== DATA TO USE ==

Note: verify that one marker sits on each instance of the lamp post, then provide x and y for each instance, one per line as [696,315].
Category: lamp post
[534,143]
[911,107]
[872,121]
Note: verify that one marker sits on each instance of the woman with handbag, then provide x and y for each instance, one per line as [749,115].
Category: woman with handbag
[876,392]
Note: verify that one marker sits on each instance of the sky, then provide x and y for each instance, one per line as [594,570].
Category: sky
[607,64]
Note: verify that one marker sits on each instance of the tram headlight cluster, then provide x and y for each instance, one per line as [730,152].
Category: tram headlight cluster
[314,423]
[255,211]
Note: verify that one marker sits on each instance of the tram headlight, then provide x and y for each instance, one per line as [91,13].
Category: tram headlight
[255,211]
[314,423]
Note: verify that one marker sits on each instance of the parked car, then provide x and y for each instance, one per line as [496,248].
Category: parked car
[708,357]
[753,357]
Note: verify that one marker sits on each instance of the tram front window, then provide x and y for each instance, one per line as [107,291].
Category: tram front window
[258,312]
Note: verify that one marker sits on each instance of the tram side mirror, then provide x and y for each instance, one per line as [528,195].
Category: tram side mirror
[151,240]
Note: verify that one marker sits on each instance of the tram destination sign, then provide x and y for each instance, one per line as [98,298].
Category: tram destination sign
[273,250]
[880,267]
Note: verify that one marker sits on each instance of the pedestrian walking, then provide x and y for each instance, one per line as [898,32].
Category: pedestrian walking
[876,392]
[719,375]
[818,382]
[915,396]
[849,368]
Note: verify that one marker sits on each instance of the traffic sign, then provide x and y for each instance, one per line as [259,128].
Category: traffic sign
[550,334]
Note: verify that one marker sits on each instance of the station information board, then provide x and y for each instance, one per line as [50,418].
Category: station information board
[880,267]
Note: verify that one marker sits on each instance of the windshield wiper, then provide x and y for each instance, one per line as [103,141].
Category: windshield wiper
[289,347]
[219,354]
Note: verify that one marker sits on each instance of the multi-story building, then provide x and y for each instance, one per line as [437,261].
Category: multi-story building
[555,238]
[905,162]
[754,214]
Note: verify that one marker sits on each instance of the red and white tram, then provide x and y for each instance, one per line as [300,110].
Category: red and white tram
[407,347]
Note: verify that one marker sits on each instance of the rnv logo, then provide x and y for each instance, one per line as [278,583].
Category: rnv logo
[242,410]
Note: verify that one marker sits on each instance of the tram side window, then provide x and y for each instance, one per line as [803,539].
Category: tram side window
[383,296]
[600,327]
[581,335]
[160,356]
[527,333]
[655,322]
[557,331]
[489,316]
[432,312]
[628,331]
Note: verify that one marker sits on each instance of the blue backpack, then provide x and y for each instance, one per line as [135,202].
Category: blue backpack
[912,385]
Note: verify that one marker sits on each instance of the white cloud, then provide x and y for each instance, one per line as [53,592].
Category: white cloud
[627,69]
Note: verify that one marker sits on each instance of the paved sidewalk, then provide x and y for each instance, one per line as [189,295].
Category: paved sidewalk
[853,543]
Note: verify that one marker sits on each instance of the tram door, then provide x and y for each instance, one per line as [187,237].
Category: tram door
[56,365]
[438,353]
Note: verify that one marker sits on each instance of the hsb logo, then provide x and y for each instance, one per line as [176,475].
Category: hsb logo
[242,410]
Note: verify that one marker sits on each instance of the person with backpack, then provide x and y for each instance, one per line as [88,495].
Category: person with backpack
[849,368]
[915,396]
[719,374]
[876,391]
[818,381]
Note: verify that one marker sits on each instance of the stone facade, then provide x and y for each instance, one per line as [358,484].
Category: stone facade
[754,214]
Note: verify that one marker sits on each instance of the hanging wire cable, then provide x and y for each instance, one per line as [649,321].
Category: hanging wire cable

===

AIM OF THE TASK ▸
Print the whole listing exactly as it is.

TASK RESPONSE ▸
Note: verify that one marker sits on each instance of the lamp post, then provide x and y for each instance, one per line as [696,315].
Category: lamp post
[534,143]
[911,107]
[872,121]
Note: verify that one marker sits on each instance of the woman with handbag, then provide x and y for each instance, one per line as [749,115].
Category: woman with handbag
[876,392]
Note: verify that one marker sits on each instance of the sky, then provide x and y for each instance, one per line as [594,570].
Category: sky
[607,64]
Note: verify that one marker sits on each instance of the tram headlight cluster, then provide x and y for each instance, one per line as [730,152].
Category: tram headlight cluster
[314,423]
[255,211]
Note: verify that one marker sits on each instance of the tram headlight, then provide x and y for each instance, one per line as [91,13].
Category: tram headlight
[255,211]
[314,423]
Note: verify that one marker sits on each instance of the parked car, then provide x and y for each instance, one per line as [496,248].
Category: parked car
[708,357]
[753,357]
Note: verify that one marker sits on each instance of the tram front window, then provide x and y for each instance, one per line as [107,291].
Category: tram front window
[258,312]
Note: verify that one marker sits on each instance of the tram side mirror, then provide x and y for each instance, one per line as [528,195].
Category: tram side mirror
[151,240]
Note: verify that one marker sits on each instance of the tram destination sign, then provide x and y for each instance, one per line as [98,298].
Category: tram destination sign
[273,250]
[880,267]
Note: verify that one marker sits on each instance of the pedestrian walking, then provide x and y for each instance, one per line as [898,32].
Category: pedestrian walking
[876,392]
[719,375]
[818,382]
[915,396]
[849,368]
Note: verify that one marker sits on each instance of the traffic sign, then provide x and y for each instance, one per line as [259,128].
Category: traffic sign
[550,334]
Note: verify that one marker sits on each instance of the station information board, then provide x and y for each instance, one per line as [50,418].
Category: station information board
[880,267]
Note: verify that one marker sits on each instance of the windshield wiper, then provide x and y for each instance, one per line as [103,141].
Category: windshield wiper
[289,347]
[219,354]
Note: verify that one marker sits on each instance of the multi-story building, then provide x and y for each instance, one per line as [437,261].
Category: multi-story building
[555,238]
[905,162]
[754,214]
Note: verify that one marker sits on each instance of the red and white tram, then provide x and y for each instance, one per line as [300,110].
Category: red and white tram
[407,347]
Note: verify that one marker sits on each instance of the rnv logo, then provide x and y for each instance, one per line as [278,583].
Category: rnv logo
[242,410]
Note: verify that one marker sits on each instance of the tram side window, then provide x and y for each instance, one per line as [803,539].
Category: tram side window
[383,296]
[600,327]
[581,335]
[160,356]
[527,333]
[655,322]
[557,331]
[489,316]
[432,312]
[628,331]
Note: verify that one marker sits on each instance of the blue backpack, then provide x and y for each instance, one per line as [135,202].
Category: blue backpack
[912,385]
Note: verify that one marker sits on each instance of the white cloud, then provide x and y for each instance, one per line as [53,592].
Category: white cloud
[627,69]
Note: verify that one marker sits on each instance of the paved sidewalk, then provide x and y for each instance, one per line as [189,295].
Category: paved sidewalk
[853,543]
Note: verify that one marker sits on each instance of the tram door, then provide x and y for each instance, one per line as [187,237].
Category: tram door
[56,365]
[438,353]
Note: verify that one marker sits on each instance of the hsb logo, then provide x and y for each instance, one per line as [176,475].
Category: hsb logo
[242,410]
Note: verify that one marker sits on each instance of the person with backpack, then provide x and y for each instance, one per line as [88,495].
Category: person with backpack
[849,368]
[915,396]
[719,374]
[876,391]
[818,381]
Note: verify that one marker sits on each instance of the stone facade, then provide x and y for each instance, one per line as [358,484].
Category: stone facade
[754,214]
Note: verify that one marker sits on each instance of the hanging wire cable, then provide x and y for each instance, one per line as [649,321].
Category: hanging wire cable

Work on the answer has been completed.